-- To do --
A – According to the Duchifat‑3 update, how many parameters does Duchifat‑3 contain?
B – Reproduce all of the rows below word for word.

-- Extract provided --
..........
Raziel AI Learning Community

We are thrilled to share a detailed update on Duchifat‑3, the next evolution in our line of language models. While Duchifat‑3 is still under development, this update is designed to provide transparency on what makes it distinct from its predecessor, Duchifat‑2, and what users can expect in the coming weeks.

Design Philosophy

Duchifat‑3 is not just about more parameters or bigger models—it embodies a philosophy of “more suitable, not necessarily larger”. Our goal is to create a model that balances efficiency, multilingual proficiency, and instruction-following capabilities while remaining lightweight and responsive for everyday applications.

Key Improvements Over Duchifat‑2

Optimized Parameterization
Duchifat‑3 contains 31.2 million parameters, fewer than Duchifat‑2. This reduction allows for faster inference and lower memory usage, making it more practical for real-time interactions, yet the architecture has been carefully engineered to maximize expressivity per parameter.
..........
-- Records provided --
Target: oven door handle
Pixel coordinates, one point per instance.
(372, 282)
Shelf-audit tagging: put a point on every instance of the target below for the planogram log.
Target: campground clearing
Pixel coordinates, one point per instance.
..........
-- Per-task outputs --
A – Duchifat‑3 contains 31.2 million parameters.

B –
Target: oven door handle
Pixel coordinates, one point per instance.
(372, 282)
Shelf-audit tagging: put a point on every instance of the target below for the planogram log.
Target: campground clearing
Pixel coordinates, one point per instance.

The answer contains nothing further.